Assignment | Return only the line containing "Where in the photo above can the tree trunk" and each line after it, exactly as written, through the end of the records.

Data entries
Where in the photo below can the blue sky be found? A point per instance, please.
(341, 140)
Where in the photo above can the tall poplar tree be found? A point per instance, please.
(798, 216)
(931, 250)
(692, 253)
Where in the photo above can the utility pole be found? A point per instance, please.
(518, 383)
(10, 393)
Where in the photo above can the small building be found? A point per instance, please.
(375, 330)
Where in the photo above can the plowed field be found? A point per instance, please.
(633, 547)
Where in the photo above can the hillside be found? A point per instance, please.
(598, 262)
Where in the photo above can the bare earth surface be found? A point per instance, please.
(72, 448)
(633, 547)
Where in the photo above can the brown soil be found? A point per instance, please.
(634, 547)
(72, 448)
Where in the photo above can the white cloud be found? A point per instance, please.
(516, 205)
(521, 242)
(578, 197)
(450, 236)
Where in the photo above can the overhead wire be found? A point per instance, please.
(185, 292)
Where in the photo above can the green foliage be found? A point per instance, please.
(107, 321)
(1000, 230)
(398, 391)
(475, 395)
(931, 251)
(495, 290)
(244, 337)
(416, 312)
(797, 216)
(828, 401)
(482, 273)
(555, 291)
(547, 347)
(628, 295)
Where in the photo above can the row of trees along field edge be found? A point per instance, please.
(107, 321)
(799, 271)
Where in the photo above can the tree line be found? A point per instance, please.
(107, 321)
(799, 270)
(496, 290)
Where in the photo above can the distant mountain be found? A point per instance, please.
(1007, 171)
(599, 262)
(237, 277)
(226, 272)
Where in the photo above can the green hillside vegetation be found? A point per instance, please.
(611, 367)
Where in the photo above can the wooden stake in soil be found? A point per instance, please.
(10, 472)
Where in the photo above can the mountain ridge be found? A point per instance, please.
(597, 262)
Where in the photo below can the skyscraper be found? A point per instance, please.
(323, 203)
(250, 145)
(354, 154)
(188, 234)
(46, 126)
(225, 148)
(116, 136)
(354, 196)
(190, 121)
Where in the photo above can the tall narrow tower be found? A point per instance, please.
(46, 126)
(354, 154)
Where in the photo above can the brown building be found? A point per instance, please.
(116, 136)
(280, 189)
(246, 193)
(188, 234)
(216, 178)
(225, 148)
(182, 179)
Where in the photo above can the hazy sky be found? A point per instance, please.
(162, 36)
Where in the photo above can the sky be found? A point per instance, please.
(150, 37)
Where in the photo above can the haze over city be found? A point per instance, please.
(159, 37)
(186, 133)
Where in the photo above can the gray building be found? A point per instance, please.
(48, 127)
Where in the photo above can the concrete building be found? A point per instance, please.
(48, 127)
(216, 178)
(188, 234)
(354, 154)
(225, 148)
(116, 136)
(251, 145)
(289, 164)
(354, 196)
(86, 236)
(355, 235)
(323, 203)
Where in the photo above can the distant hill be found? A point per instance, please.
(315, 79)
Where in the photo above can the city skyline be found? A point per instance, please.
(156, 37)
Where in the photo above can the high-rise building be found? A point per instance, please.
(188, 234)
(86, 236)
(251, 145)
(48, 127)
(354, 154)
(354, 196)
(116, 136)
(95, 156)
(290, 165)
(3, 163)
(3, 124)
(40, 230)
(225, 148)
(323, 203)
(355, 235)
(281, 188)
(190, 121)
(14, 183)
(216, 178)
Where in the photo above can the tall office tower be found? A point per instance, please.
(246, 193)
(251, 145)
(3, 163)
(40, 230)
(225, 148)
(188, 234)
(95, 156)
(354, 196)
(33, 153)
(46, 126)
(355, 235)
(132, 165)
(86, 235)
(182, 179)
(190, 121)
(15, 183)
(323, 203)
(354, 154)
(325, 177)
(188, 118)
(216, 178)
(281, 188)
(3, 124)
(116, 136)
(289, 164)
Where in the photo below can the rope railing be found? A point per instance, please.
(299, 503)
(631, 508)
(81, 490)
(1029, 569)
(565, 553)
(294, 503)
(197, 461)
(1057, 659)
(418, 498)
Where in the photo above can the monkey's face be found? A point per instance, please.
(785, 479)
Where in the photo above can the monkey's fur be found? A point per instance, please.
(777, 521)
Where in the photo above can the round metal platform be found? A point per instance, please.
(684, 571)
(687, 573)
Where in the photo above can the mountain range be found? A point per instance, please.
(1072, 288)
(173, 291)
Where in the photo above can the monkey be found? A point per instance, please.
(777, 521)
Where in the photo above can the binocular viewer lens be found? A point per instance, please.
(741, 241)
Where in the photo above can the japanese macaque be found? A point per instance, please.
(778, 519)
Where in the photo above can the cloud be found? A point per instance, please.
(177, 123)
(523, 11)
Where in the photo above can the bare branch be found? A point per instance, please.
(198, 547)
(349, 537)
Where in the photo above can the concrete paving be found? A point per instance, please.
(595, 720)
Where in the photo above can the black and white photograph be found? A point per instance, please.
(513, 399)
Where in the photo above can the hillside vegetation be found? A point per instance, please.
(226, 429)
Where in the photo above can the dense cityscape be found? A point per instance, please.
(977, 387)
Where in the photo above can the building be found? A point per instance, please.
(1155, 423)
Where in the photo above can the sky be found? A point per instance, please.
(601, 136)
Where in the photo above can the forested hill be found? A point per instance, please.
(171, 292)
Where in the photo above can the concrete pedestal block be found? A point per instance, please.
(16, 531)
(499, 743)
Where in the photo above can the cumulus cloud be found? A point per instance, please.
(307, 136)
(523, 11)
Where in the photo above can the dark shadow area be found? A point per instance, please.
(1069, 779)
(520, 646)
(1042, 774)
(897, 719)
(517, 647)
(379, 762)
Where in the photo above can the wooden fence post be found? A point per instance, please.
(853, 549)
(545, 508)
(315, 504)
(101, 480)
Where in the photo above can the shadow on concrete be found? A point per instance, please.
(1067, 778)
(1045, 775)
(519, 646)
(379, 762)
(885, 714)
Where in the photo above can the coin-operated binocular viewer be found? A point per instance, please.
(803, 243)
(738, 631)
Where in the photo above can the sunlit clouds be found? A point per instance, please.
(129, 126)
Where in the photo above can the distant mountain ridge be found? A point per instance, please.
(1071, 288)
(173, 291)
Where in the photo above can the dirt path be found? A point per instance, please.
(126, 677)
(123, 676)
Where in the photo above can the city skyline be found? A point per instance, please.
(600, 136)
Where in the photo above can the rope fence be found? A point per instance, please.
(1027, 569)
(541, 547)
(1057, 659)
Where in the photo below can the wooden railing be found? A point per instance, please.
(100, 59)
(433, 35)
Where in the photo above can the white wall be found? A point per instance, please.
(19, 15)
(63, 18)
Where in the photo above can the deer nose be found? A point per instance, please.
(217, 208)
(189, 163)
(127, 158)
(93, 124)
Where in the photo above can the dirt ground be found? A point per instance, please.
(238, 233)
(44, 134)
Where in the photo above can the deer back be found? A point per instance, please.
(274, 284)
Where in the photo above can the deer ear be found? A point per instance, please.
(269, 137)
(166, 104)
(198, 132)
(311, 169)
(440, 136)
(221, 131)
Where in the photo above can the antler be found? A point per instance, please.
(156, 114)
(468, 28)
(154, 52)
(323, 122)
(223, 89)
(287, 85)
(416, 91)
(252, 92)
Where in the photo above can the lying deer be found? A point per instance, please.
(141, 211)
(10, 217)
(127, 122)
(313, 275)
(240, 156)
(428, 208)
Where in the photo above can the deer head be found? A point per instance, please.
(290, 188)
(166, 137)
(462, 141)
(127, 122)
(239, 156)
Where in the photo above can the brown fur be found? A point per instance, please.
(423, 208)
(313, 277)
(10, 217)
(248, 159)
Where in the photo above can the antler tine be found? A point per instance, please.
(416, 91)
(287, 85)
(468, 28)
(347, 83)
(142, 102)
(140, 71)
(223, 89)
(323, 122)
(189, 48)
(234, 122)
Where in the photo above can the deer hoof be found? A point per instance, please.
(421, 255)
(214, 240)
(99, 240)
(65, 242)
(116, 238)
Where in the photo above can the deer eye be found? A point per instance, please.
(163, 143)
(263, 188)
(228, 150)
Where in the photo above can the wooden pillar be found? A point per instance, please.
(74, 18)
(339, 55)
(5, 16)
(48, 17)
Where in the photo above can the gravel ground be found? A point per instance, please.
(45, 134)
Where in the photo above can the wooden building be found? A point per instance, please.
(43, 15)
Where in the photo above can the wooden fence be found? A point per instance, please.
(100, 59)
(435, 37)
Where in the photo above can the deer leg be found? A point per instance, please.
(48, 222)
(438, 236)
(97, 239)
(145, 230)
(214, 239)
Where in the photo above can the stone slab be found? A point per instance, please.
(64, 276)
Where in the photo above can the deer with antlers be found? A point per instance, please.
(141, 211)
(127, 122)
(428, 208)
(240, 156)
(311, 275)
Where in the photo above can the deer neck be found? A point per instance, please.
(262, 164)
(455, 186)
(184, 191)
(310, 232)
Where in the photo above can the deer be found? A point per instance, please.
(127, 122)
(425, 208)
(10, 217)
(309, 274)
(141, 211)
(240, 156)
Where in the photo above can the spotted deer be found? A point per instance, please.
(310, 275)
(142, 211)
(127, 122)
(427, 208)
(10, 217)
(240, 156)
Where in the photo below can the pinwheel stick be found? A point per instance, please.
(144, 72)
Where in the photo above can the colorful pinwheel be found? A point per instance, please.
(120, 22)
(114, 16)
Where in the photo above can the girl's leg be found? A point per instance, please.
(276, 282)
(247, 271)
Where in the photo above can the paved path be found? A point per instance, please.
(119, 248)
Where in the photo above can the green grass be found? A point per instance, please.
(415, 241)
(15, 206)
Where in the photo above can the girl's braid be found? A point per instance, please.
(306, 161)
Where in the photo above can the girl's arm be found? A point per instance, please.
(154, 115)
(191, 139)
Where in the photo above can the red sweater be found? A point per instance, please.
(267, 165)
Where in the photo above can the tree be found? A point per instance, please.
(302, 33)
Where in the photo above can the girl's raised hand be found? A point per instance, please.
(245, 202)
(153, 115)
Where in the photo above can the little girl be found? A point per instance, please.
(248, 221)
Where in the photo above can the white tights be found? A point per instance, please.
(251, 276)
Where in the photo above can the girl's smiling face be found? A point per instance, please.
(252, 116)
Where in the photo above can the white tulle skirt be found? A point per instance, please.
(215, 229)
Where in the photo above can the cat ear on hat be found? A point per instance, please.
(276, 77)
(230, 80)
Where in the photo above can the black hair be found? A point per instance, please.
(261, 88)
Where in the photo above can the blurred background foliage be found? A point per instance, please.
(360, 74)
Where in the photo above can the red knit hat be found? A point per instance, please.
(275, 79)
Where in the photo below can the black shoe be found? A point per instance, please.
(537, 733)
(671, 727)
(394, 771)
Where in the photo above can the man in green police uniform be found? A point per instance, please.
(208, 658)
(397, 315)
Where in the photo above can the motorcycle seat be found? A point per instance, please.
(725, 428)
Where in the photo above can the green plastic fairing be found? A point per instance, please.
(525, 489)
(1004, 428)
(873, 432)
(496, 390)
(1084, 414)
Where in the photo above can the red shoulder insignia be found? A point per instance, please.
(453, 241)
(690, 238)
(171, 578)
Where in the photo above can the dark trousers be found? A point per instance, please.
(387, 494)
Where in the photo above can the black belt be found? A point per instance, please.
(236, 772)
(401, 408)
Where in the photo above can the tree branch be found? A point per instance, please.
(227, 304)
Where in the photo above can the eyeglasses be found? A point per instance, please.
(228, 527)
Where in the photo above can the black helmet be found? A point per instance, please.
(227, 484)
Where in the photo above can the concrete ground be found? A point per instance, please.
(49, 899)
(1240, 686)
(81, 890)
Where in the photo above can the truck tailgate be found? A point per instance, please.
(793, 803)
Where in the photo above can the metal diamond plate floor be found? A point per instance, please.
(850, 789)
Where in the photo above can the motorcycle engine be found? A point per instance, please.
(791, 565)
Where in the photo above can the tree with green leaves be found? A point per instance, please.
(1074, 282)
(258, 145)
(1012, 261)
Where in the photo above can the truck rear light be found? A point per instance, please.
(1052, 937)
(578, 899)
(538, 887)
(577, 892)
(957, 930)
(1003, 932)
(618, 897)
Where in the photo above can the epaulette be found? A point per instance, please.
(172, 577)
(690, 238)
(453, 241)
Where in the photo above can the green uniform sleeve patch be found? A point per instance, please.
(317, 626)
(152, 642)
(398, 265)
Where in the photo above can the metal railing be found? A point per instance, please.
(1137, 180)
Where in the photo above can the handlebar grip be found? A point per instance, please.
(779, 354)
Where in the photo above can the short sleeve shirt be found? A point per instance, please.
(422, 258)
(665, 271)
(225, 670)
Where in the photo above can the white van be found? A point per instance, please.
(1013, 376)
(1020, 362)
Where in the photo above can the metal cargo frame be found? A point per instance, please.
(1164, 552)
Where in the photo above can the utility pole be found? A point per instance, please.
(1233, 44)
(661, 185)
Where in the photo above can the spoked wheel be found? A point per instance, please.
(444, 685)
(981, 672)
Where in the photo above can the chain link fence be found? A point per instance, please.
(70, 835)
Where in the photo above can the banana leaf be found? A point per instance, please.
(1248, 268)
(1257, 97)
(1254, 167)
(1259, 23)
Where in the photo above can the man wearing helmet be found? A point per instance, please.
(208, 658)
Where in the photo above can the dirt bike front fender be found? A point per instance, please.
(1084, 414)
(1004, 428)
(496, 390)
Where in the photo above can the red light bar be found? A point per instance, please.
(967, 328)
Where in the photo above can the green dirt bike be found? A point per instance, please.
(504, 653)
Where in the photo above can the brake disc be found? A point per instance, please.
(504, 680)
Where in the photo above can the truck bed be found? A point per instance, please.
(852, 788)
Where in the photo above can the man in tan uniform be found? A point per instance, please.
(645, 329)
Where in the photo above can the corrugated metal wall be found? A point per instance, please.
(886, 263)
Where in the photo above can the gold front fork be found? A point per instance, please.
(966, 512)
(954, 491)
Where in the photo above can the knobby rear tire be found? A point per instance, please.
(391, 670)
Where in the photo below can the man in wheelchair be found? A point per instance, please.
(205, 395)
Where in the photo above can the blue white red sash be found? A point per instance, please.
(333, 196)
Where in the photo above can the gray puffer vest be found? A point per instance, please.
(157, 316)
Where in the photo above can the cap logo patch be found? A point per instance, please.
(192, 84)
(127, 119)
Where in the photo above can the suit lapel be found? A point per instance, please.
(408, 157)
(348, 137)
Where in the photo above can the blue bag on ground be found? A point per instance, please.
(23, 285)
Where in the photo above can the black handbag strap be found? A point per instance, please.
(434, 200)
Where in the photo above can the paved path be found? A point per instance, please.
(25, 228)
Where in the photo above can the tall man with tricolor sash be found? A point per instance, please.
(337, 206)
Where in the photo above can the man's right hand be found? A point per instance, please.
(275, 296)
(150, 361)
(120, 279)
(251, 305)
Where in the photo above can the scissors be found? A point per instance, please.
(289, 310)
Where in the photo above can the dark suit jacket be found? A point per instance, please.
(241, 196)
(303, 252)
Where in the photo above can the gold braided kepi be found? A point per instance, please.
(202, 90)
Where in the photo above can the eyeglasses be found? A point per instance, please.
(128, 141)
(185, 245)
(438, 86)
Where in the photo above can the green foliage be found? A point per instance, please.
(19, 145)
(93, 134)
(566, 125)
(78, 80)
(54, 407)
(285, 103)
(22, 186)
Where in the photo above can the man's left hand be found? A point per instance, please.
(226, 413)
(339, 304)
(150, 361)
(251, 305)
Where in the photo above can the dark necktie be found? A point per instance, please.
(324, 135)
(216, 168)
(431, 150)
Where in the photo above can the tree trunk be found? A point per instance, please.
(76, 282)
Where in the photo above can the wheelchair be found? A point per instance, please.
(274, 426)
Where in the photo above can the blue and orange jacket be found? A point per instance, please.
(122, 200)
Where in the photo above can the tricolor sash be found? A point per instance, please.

Exercise result |
Where in the photo above can the tree trunk be found? A point per instance, please.
(76, 282)
Where in the photo above can the wheelchair be found? A point per instance, please.
(274, 426)
Where in the photo above can the blue and orange jacket be found? A point per instance, please.
(122, 200)
Where in the photo above can the tricolor sash be found? A point per instance, please.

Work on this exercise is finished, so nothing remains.